■ **Work item**:
The answer must be an exact transcription of all the records below.

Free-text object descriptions
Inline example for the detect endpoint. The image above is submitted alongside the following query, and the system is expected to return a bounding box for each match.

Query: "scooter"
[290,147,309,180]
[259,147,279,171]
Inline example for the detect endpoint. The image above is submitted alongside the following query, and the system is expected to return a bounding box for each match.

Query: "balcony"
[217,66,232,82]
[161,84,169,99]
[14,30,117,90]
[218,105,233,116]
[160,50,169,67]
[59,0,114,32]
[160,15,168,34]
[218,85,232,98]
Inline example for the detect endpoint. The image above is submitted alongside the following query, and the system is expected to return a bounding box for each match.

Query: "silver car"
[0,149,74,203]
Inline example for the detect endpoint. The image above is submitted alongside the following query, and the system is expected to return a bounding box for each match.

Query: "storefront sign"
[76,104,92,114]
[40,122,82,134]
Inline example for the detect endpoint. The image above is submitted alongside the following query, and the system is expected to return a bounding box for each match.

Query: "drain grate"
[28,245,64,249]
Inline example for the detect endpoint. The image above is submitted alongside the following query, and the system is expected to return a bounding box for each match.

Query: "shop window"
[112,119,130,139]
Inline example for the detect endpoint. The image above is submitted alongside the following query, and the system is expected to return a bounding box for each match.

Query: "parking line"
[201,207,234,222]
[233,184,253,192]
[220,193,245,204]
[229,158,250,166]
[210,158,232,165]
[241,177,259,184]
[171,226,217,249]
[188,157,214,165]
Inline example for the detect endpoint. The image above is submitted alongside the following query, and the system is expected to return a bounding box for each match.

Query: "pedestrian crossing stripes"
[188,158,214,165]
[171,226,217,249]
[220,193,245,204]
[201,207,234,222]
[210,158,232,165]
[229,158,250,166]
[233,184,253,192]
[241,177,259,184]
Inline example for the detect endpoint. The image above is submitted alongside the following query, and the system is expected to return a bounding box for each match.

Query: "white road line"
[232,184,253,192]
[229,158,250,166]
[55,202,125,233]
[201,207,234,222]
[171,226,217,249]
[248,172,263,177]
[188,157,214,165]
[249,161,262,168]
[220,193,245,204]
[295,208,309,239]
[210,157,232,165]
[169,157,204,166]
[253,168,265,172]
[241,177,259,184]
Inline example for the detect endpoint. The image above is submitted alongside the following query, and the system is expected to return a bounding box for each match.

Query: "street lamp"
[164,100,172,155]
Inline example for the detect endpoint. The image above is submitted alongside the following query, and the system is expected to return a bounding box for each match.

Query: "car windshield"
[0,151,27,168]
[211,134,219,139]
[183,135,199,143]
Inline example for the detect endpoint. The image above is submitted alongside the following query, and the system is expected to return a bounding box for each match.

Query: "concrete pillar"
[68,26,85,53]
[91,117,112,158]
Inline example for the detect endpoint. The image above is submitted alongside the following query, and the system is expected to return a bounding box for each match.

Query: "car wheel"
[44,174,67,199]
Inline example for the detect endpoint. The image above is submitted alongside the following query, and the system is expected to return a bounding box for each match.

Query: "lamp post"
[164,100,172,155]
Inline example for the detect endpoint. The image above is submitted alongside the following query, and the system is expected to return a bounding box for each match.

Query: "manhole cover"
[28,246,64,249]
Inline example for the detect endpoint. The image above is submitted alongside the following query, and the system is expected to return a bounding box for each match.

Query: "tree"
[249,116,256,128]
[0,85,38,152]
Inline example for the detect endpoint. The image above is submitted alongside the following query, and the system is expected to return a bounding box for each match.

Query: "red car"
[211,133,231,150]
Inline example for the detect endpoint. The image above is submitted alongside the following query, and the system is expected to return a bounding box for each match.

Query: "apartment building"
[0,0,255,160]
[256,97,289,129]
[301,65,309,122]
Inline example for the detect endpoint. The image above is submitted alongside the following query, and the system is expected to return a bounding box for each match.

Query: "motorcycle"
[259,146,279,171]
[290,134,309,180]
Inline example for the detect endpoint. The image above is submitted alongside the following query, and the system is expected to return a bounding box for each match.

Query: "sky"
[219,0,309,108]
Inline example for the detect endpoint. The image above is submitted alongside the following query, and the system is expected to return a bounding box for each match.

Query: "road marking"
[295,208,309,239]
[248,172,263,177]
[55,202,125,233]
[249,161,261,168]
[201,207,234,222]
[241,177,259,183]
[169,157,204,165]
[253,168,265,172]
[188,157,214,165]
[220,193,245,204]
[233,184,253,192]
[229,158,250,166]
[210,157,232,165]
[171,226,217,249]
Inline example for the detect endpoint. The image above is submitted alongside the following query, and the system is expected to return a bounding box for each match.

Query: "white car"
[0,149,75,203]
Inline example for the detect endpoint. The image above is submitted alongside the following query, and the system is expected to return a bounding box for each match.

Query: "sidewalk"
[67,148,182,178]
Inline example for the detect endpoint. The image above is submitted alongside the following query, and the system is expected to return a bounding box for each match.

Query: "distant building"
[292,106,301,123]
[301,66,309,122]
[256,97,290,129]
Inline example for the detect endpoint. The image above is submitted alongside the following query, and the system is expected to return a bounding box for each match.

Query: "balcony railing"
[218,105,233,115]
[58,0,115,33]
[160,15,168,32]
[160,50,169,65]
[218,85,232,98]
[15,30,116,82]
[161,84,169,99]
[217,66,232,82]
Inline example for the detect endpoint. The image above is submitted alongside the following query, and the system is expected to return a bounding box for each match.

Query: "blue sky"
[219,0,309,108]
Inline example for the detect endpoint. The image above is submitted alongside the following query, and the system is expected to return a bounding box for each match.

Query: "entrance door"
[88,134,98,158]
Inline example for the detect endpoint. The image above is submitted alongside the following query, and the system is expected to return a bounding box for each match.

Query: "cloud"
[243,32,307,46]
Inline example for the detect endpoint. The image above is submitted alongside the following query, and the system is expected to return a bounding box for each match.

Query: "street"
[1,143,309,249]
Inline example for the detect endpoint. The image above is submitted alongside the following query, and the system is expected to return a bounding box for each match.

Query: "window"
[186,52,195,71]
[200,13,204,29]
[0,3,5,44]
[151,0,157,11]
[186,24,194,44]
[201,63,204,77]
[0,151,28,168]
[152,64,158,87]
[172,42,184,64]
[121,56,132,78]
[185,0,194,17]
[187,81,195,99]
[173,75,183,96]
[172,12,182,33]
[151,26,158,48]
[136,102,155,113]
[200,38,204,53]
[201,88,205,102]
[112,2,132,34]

■ **Exercise answer**:
Inline example for the detect endpoint. The image above is submitted alongside the following query, and the system is expected to return a bounding box for each match.

Query: "scooter"
[290,147,309,180]
[259,147,279,171]
Inline example for the detect endpoint. The image above is submitted alongside the following query, and the system is expected to return a bounding box for each match.

Query: "balcony"
[217,66,232,82]
[161,84,169,99]
[14,30,117,90]
[218,105,233,116]
[160,50,169,67]
[59,0,114,32]
[160,15,168,34]
[218,85,232,98]
Inline example for the detect endpoint. The image above is submitted alongside the following query, and the system is expected to return a bounding box for each match.

Query: "silver car"
[0,149,74,203]
Inline example for the detect endpoint. The image above is submitted alongside the following query, and the system is expected to return a bounding box for each match.

Query: "storefront sign"
[76,104,92,114]
[40,122,82,134]
Inline example for the detect endpoint. The image above is submitted alongside the following query, and the system is expected to return a bounding box for each match.

Query: "drain grate"
[28,245,64,249]
Inline example for the detect endpoint. The image above is submitted alongside the following query, and the system is expected to return a bounding box for each match.

Query: "shop window"
[112,119,130,139]
Inline example for the detect endpoint. The image above is submitted alongside the following query, and the system is expected to return a bounding box for each match.

Query: "parking line"
[201,207,234,222]
[233,184,253,192]
[220,193,245,204]
[229,158,250,166]
[210,158,232,165]
[241,177,259,184]
[171,226,217,249]
[188,157,214,165]
Inline example for the detect endpoint. The image above is submitted alongside the following query, and the system is expected to return a bounding box for each match.

Query: "pedestrian crossing stripes"
[188,158,214,165]
[171,226,217,249]
[220,193,245,204]
[201,207,234,222]
[210,158,232,165]
[229,158,250,166]
[233,184,253,192]
[241,177,259,184]
Inline example for the detect endpoint. The image above is submitted alongside the following query, and the system is expected to return a bounding box for each match.

Query: "white road line"
[232,184,253,192]
[229,158,250,166]
[55,202,125,233]
[201,207,234,222]
[171,226,217,249]
[248,172,263,177]
[188,157,214,165]
[249,161,262,168]
[220,193,245,204]
[295,208,309,239]
[210,157,232,165]
[169,157,204,166]
[253,168,265,172]
[241,177,259,184]
Inline example for the detect endpoint. The image above is submitted alongside the following query, and the system is expected to return a bounding box for each match.

Query: "street lamp"
[164,100,172,155]
Inline example for the detect endpoint. The image above is submitted alongside the following query, and the system is expected to return a bounding box for each match.

Query: "car windshield"
[0,151,27,168]
[211,134,219,139]
[183,135,199,143]
Inline example for the detect endpoint. The image above is submitted alongside the following query, and the system is expected to return a bounding box for each match.

Query: "concrete pillar"
[68,26,85,53]
[91,117,112,158]
Inline example for the detect endpoint. The image above is submitted alongside the following query, and the system is expected to return a bounding box for each match.

Query: "car wheel"
[44,174,67,199]
Inline example for the detect endpoint. The image above is submitted alongside the following query, and the system is expected to return a bounding box for each match.

Query: "lamp post"
[164,100,172,155]
Inline example for the detect endpoint. The image above is submitted alongside the following query, and the system is expected to return a bounding box for each match.

Query: "manhole cover"
[28,246,64,249]
Inline example for the detect endpoint. The image above is submitted alongside the following query, and the system is expected to return a bounding box for each match.

Query: "tree"
[249,116,256,128]
[0,85,38,152]
Inline example for the detect endpoint. The image above is submitted alongside the following query, and the system is expected to return a bounding box for each match.

Query: "red car"
[211,133,231,150]
Inline example for the detect endpoint. The image above is submitted alongside the following query, and the system is expected to return a bounding box for each match.

Query: "apartment building"
[0,0,255,160]
[256,97,289,129]
[301,65,309,122]
Inline example for the detect endpoint. The image above is submitted alongside the following query, and the system is expected to return a bounding box for each match.

Query: "motorcycle"
[259,146,279,171]
[290,134,309,180]
Inline example for the detect endpoint. The image above is submitted alongside the following query, and the system is expected to return a bounding box for each match.

Query: "sky"
[219,0,309,108]
Inline example for the detect endpoint. The image above is submitted alongside the following query, and the system is expected to return a bounding box for each match.

Query: "road marking"
[295,208,309,239]
[248,172,263,177]
[55,202,125,233]
[249,161,261,168]
[201,207,234,222]
[241,177,259,183]
[169,157,204,165]
[253,168,265,172]
[188,157,214,165]
[220,193,245,204]
[233,184,253,192]
[229,158,250,166]
[210,157,232,165]
[171,226,217,249]
Inline example for the detect endpoint. The image above is submitted alongside the following query, and the system is expected to return a bounding box for each match.

Query: "white car"
[0,149,75,203]
Inline example for the detect endpoint. The image above is submitted alongside the following query, and the system is expected to return a bounding box for each match.

Query: "sidewalk"
[67,148,182,178]
Inline example for the detect endpoint. The image above is submitted alongside the following query, and the system is expected to return a bounding box for each match.

Query: "distant building"
[292,106,301,123]
[301,66,309,122]
[256,97,290,129]
Inline example for the detect endpoint. The image above is submitted alongside the following query, and the system is expected to return a bounding box for each match.

Query: "balcony railing"
[218,105,233,115]
[58,0,115,33]
[160,15,168,32]
[160,50,169,65]
[218,85,232,98]
[15,30,116,82]
[161,84,169,99]
[217,66,232,82]
Inline example for the detect endpoint. The image above is submitted alongside the following query, and the system is expected to return a bounding box for each match.

Query: "blue sky"
[219,0,309,108]
Inline example for the detect endpoint. The image above is submitted alongside the following query, and the system is expected to return a bounding box for each match.

Query: "entrance door"
[88,134,98,158]
Inline example for the detect endpoint. The image above is submitted alongside the following query, and the system is expected to return a bounding box for each match.

Query: "cloud"
[243,32,307,46]
Inline example for the detect endpoint. The image above is submitted alongside the following query, and the system is expected to return a bounding box for each match.

Query: "street"
[1,143,309,249]
Inline example for the detect endpoint. The image above is submitted alongside the following query, and the system is expected to return a bounding box for each match.

Query: "window"
[186,52,195,71]
[200,13,204,29]
[0,3,5,44]
[151,0,157,11]
[186,24,194,44]
[201,63,204,77]
[0,151,28,168]
[152,64,158,87]
[172,42,184,64]
[121,56,132,78]
[185,0,194,17]
[187,81,195,99]
[173,75,183,96]
[172,12,182,33]
[151,26,158,48]
[136,102,155,113]
[200,38,204,53]
[201,88,205,102]
[112,2,132,34]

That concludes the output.